- Opening Delimiter -

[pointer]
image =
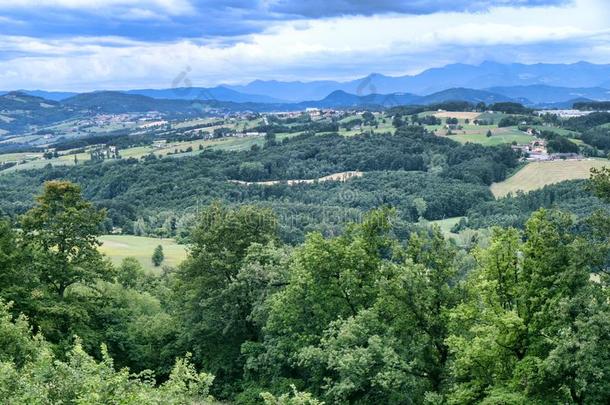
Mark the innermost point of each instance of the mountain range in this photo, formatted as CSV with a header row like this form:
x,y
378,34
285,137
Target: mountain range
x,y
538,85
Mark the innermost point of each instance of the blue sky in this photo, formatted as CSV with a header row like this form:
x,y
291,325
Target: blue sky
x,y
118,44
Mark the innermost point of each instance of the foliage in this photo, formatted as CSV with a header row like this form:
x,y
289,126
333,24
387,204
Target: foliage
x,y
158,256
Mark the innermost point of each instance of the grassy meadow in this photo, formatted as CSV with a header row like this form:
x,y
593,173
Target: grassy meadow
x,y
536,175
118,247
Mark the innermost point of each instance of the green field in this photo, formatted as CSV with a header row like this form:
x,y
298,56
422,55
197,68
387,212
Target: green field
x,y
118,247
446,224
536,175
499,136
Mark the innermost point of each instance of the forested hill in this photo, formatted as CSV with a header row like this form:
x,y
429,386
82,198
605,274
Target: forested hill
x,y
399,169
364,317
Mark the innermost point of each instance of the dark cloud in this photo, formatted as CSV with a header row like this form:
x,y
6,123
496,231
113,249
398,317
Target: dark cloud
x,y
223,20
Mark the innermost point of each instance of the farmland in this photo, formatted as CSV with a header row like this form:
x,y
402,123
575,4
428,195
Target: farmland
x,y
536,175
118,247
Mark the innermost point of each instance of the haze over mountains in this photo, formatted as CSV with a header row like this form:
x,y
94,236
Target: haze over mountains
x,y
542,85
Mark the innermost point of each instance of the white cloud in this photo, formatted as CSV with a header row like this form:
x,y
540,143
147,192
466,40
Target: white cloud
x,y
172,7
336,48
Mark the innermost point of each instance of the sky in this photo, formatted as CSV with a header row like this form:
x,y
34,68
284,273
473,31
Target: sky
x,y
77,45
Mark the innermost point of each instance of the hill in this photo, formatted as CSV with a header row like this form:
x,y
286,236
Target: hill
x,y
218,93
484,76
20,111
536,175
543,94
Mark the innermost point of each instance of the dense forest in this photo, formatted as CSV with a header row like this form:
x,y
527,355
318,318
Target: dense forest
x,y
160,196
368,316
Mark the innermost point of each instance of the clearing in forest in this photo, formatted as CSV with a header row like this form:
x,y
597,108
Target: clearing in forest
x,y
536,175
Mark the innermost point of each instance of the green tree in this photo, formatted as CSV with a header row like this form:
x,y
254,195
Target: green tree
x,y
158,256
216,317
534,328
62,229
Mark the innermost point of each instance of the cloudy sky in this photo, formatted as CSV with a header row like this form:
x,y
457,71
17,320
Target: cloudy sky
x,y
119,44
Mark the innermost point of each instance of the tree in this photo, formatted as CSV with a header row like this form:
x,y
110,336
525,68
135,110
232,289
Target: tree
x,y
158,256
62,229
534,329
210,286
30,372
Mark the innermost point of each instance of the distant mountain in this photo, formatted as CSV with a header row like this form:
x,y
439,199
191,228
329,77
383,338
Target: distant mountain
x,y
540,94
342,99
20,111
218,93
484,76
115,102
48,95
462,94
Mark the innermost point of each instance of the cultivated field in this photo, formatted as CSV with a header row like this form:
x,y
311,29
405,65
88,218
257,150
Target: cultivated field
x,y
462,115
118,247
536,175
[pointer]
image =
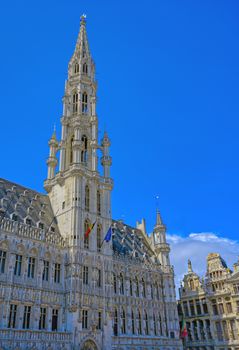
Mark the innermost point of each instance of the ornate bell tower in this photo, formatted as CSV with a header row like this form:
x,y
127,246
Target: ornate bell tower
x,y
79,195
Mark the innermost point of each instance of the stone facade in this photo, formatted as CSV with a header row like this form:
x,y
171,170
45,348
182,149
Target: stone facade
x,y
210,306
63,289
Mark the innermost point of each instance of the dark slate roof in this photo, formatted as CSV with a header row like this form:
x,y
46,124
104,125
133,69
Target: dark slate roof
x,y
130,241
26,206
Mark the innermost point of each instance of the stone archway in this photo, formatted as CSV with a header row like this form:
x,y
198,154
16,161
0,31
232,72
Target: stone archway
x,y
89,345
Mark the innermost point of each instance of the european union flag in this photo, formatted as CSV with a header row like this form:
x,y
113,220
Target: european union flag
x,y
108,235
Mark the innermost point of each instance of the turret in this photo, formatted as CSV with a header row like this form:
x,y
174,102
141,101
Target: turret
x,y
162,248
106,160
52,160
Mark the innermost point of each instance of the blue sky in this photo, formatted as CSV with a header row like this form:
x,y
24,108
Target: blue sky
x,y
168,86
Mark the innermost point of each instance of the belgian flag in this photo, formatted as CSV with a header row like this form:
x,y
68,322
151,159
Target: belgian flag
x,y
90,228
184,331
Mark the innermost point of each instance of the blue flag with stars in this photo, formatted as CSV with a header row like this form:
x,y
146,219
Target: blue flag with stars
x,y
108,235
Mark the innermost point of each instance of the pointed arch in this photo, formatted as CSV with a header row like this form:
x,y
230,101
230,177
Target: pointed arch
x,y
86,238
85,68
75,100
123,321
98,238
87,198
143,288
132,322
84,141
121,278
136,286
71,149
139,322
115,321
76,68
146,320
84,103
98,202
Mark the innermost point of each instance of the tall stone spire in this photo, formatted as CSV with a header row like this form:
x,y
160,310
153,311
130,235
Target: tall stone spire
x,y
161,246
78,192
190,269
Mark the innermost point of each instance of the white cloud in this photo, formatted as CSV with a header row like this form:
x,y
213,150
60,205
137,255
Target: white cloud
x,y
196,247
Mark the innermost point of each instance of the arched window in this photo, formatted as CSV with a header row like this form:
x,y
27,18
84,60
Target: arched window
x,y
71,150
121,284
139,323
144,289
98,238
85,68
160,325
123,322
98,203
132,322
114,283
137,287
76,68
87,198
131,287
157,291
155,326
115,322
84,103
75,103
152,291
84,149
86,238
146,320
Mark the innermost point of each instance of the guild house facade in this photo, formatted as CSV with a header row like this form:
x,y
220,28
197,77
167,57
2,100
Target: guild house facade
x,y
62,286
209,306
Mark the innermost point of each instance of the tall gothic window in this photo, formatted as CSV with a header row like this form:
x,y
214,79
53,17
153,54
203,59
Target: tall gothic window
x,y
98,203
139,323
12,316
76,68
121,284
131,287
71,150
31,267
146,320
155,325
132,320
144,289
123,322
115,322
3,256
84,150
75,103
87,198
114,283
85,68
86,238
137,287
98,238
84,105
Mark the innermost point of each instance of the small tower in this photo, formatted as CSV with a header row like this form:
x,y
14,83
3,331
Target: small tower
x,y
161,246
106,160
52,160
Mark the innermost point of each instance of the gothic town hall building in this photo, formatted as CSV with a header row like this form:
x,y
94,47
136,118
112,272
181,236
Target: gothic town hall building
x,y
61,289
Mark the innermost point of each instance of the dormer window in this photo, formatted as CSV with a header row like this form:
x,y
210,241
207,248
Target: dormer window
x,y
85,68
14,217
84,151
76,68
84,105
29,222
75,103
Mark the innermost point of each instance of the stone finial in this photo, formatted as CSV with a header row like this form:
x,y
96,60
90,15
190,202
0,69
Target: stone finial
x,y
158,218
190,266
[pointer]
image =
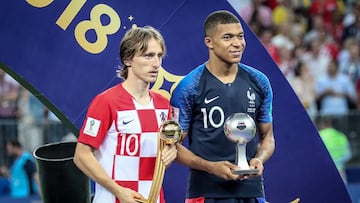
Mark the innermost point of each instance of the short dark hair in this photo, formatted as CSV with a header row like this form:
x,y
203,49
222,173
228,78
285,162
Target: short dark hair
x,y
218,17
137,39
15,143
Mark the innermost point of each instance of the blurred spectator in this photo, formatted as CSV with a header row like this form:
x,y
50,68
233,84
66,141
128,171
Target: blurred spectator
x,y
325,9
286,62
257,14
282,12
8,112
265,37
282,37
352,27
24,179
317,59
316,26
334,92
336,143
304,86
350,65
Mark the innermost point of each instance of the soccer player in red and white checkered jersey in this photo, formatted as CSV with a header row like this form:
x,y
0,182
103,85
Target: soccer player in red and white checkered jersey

- Closing Delimiter -
- Opening Delimiter -

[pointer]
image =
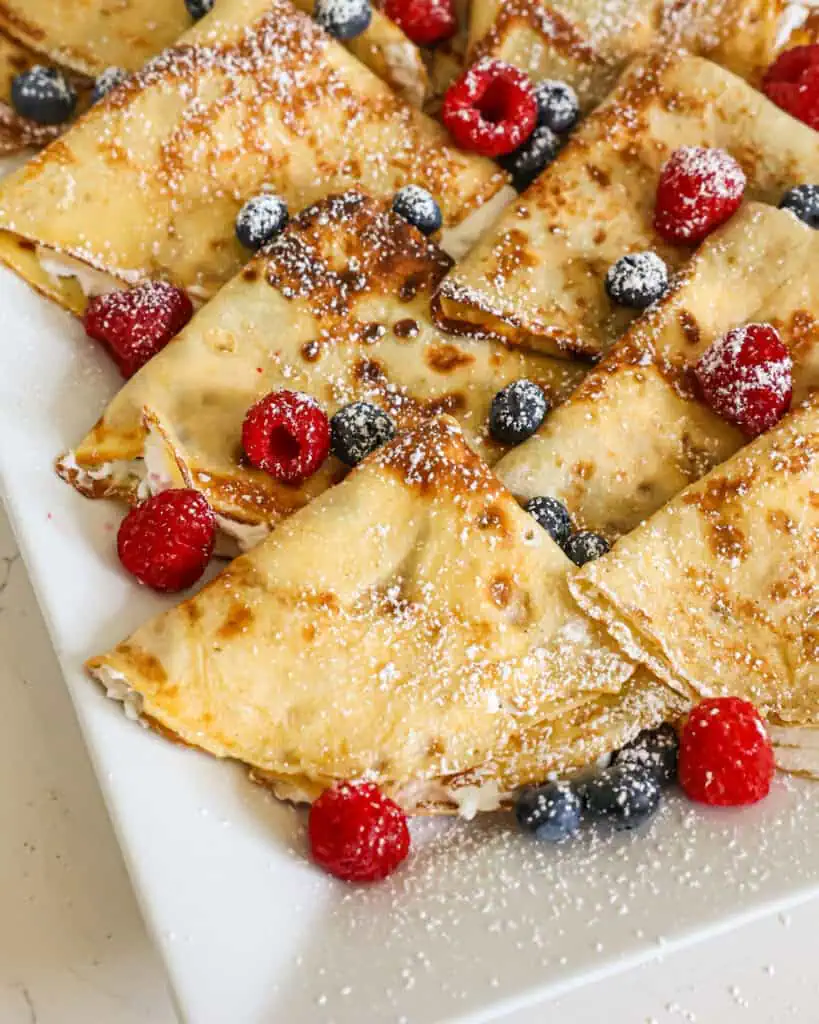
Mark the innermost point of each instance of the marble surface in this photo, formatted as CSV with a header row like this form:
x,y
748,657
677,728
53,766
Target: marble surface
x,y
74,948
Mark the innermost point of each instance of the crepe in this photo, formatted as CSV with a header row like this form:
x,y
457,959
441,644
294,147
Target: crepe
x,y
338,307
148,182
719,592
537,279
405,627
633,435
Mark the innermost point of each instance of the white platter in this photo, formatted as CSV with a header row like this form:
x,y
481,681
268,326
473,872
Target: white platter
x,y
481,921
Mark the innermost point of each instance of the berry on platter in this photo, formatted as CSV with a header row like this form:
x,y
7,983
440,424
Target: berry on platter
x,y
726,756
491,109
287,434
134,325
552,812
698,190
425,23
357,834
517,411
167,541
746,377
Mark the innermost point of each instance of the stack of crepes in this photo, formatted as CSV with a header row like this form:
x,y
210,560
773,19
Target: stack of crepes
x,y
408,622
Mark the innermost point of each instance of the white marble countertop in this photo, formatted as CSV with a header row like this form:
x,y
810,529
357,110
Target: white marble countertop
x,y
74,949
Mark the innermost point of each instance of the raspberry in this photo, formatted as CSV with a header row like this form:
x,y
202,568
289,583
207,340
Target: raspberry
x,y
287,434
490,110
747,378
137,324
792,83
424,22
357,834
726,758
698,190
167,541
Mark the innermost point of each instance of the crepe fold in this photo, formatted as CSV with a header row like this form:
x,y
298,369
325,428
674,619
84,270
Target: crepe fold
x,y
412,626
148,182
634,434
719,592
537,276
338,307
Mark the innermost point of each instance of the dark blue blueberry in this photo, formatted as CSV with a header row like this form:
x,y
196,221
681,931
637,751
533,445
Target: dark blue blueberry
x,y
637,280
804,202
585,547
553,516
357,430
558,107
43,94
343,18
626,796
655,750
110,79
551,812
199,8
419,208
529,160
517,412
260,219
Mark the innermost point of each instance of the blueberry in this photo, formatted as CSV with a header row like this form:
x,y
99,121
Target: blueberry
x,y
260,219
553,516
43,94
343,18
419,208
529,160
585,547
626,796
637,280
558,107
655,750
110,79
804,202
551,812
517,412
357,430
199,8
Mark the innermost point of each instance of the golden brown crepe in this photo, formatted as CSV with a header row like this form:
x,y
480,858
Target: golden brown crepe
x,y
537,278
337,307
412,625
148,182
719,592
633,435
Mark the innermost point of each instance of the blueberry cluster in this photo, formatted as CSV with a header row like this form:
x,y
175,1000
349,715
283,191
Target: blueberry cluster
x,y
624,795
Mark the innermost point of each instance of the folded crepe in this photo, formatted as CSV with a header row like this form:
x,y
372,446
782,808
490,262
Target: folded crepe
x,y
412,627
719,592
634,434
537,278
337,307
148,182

- Closing Delimiter -
- Opening Delimiter -

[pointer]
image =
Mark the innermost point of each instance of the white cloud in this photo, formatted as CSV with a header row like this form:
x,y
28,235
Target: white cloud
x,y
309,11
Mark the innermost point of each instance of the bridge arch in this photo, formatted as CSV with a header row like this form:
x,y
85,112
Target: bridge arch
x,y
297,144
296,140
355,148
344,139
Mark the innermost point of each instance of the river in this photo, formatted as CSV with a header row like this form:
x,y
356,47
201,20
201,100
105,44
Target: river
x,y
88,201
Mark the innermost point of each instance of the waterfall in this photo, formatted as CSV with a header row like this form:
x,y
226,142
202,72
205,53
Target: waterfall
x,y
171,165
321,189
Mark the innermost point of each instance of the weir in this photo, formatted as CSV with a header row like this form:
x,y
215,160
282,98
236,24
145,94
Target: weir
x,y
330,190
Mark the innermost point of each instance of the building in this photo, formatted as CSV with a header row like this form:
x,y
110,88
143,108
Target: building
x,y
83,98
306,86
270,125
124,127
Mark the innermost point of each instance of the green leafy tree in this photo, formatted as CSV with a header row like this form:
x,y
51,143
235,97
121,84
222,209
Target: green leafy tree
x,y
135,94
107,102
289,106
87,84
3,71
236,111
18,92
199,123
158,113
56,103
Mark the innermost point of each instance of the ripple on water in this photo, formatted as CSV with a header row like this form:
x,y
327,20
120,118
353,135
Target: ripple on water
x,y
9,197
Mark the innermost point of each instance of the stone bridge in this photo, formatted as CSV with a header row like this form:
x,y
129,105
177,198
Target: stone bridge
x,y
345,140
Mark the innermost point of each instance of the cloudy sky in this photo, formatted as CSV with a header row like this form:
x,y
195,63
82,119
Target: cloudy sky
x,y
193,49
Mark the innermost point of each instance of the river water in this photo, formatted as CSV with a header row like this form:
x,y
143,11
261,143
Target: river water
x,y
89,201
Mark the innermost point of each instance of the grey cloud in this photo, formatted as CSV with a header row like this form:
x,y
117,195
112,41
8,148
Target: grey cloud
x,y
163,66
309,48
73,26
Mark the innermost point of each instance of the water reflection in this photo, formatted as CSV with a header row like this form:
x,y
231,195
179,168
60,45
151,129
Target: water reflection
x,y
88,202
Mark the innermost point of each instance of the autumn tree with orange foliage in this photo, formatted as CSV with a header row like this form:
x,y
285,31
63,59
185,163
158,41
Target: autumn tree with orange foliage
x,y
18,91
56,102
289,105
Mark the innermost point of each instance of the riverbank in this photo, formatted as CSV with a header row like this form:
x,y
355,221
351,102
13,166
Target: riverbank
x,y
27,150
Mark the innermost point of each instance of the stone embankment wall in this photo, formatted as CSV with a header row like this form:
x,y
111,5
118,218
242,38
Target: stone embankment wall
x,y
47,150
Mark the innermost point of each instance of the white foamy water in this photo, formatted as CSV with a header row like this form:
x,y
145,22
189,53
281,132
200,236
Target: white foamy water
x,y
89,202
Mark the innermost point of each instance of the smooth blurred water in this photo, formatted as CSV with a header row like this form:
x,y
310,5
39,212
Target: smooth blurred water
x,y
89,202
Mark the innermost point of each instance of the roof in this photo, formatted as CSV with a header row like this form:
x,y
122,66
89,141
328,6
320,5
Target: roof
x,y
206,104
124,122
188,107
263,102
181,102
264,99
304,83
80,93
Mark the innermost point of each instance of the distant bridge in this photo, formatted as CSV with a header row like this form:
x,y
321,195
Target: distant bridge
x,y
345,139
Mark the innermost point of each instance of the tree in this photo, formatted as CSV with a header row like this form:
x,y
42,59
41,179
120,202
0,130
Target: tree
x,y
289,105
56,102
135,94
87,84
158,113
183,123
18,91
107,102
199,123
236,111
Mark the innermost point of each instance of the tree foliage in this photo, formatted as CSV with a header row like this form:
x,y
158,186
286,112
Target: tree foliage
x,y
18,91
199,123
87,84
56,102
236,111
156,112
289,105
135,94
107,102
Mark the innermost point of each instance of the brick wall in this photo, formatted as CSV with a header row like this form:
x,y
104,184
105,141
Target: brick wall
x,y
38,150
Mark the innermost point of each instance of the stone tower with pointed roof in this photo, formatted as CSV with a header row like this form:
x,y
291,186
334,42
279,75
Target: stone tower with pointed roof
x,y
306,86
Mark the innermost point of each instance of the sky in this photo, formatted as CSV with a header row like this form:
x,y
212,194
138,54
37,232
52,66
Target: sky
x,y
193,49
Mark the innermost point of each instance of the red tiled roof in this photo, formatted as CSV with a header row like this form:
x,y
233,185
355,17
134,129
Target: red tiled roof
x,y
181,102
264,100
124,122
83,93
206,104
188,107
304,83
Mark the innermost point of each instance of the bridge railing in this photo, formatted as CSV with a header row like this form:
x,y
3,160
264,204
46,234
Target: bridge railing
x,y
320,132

- Closing Delimiter -

Your instructions ▸ From the entries above, collect every line with the string "jersey" in it.

Expected output ▸
Mark the innermost point of each instance of the soccer player in red and white checkered jersey in this photo, formatted as CSV with a header row like this form:
Target: soccer player in red and white checkered jersey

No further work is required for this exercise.